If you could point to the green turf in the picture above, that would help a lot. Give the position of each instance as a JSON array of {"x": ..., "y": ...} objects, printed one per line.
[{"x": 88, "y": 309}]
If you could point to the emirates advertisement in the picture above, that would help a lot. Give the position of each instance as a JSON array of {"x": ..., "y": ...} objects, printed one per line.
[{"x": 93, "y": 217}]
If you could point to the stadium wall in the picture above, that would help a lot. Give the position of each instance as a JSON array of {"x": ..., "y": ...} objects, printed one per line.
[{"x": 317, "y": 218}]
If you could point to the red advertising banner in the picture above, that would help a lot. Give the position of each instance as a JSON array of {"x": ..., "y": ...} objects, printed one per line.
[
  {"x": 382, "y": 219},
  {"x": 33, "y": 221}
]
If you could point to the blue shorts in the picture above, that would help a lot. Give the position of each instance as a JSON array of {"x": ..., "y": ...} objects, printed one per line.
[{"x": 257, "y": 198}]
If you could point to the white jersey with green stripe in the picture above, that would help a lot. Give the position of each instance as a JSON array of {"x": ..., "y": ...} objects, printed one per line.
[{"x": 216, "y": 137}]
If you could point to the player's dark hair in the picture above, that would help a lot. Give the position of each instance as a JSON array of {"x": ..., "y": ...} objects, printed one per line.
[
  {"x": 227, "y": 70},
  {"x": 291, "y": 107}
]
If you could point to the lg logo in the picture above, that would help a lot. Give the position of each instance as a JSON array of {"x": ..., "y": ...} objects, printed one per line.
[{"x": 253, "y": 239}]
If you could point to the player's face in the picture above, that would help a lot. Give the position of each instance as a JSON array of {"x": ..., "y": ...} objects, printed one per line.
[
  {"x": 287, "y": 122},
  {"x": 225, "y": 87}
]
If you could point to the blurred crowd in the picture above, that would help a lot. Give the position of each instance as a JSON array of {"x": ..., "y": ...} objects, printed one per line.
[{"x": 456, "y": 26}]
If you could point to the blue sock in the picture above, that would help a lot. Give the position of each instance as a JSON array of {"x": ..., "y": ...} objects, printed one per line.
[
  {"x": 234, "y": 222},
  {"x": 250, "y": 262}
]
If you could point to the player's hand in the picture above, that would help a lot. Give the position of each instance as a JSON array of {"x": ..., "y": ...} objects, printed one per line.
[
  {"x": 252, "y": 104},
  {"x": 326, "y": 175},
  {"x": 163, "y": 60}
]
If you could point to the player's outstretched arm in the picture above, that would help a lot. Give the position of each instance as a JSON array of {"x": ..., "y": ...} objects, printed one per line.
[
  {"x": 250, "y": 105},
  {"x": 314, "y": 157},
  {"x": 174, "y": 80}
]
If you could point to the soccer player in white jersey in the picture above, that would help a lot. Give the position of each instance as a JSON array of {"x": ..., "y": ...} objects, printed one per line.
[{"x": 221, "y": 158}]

==================================================

[What to work on]:
Output the full listing again with nothing altered.

[Your response]:
If you could point to the green turf in the picture above, that would help a lot. Give the position of each instance as a JSON array of {"x": ..., "y": ...} objects, printed one per line.
[{"x": 88, "y": 309}]
If you could point to the emirates advertisement in the picture above, that would help a lot. Give the position of each instance as a JSON array of {"x": ..., "y": ...} objects, printed one per line.
[{"x": 93, "y": 217}]
If you could point to the stadium wall in the picture above, that would help a lot. Give the position of each instance as a JSON array of {"x": ..., "y": ...} objects, printed one per line.
[{"x": 317, "y": 218}]
If you could point to the red advertising banner in the picture above, that would help a lot. Give the position of each instance as a JSON array of {"x": ..., "y": ...} objects, printed one per line.
[
  {"x": 382, "y": 219},
  {"x": 33, "y": 221}
]
If you could point to the blue shorts in the picture above, that would help a lot. Give the position of each instance as a JSON array of {"x": ..., "y": ...} objects, printed one per line.
[{"x": 257, "y": 198}]
If you could point to the white jersey with green stripe in the picture above, that would help a lot. Give the position of each instance as a JSON array of {"x": ..., "y": ...} objects, printed one per line.
[{"x": 216, "y": 137}]
If you could point to the player's dark hair in the picture above, that would help a lot. Give the position of each instance as a JSON array of {"x": ..., "y": ...} objects, printed one per line.
[
  {"x": 227, "y": 70},
  {"x": 291, "y": 107}
]
If you could point to the lg logo in the picture above, that would help a lot. Give the position of each instance as a JSON array of {"x": ..., "y": ...} objects, printed one per line.
[{"x": 253, "y": 239}]
If you could point to the player's face in the picture above, that would help a lot. Give the position of each instance as a JSON array of {"x": ..., "y": ...} objects, printed one per line.
[
  {"x": 287, "y": 122},
  {"x": 225, "y": 87}
]
If you could point to the blurred crowd in the picture above, that would help a lot. Give the position of each instance as a JSON array of {"x": ..., "y": ...} objects, printed one per line.
[{"x": 456, "y": 26}]
If you could point to the blue sock in the picture above, that would help a lot. Give the position of each instance as a JSON array of {"x": ..., "y": ...} objects, printed one per line.
[
  {"x": 234, "y": 222},
  {"x": 250, "y": 262}
]
If you could point to the player's hand in the picture above, that would help a lot. Give the position of each instance as a JSON array of {"x": ..., "y": ...} objects, printed one per line.
[
  {"x": 252, "y": 104},
  {"x": 326, "y": 175},
  {"x": 163, "y": 60}
]
If you could point to the player's outstretched arm in the picture above, that would help a lot. Give the position of each instance as a JSON array of {"x": ..., "y": ...} objects, printed one per line.
[
  {"x": 250, "y": 105},
  {"x": 314, "y": 157},
  {"x": 174, "y": 80}
]
If you could point to the soccer player in white jersey in the picture above, that would help a lot. Give the position of each instance as a JSON array of {"x": ..., "y": ...} objects, printed one per line.
[{"x": 221, "y": 158}]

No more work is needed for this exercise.